_Exercise text_:
———
The process of painting from family photos is proving interesting. Anton Ehrenzweig references ‘the self-destructive attack of unconscious functions on the rational surface sensibilities.’, calling the tragic images of creativity ‘poemagogic’, because they describe the act of creating.’ 1 p xiii He suggests that ‘creative work succeeds in coordinating the results of unconscious undifferentiation and conscious differentiation and so reveals the hidden order in the unconscious.’ p4 He explains that undifferentiation, as distinct from chaos, ‘corresponds to the primitive still undifferentiated structure of a child’s vision of the world.’, p5 what Piaget calls ‘syncretistic’ vision. E H Gombrich 2, talking about ‘matching’ an image with reality implies that it is either analytic or syncretistic.
The Weeping Woman 1937 Pablo Picasso, Oil paint on canvas, Support: 608 x 500 mm frame: 847 x 739 x 86 mm
Picasso’s The Woman Weeping at first seems chaotic to the conscious mind. The resemblance achieved by a syncretistic portrait relies on a subtle balance that defies conscious analysis.
First Born l, watercolour on paper 56 x 76 cms
I am working on four images. Progress is slow. The scanning between undifferentiated and differentiated states seems to require distance with the work, as if whilst working I am ‘manipulating’ what I am seeing to being that which I want to see. It is only by stepping back, and a photographic image of the work is particularly helpful for this, that I see the ‘reality’.
Looking at First Born l from this clinical distance, I do not ‘sense’ the essence of my father. Yes the protectiveness, the awkwardness, the pride are all there, but the connection that I had with him isn’t, so I must return and rework the essence, working purely from memory.
First Born l, watercolour on paper 76 x 56 cms
There is still some tidying work to do, (sleeve is too dark, the line leading off the left of the image is distracting), but the essence of the image captures our relationship. It is interesting that there is a greater distance between my mother’s face and mine, than in the photo, and that area is particularly blurry. This image ‘took off’ from the first line of my mother’s back, as if she was happy to step into the work, grateful for the attention.
———
_Given data_:
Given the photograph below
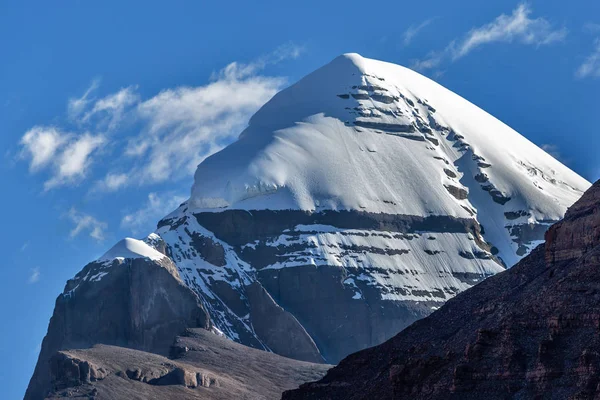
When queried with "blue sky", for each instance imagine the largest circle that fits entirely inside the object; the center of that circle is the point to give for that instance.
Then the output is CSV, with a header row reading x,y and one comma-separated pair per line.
———
_Instructions for the task_: For each statement, say yes or no depending on whether it agrees with the text on painting from family photos, and quote the words from that text that decide it. (a) Ehrenzweig links undifferentiation to the way a child sees the world. (b) Looking at First Born l from a distance, the writer senses the essence of the father. (c) In the later image, the mother's face sits closer to the writer's face than in the photo.

_Response_:
(a) Yes: "corresponds to the primitive still undifferentiated structure of a child’s vision of the world."
(b) No: "I do not ‘sense’ the essence of my father."
(c) No: "there is a greater distance between my mother’s face and mine, than in the photo"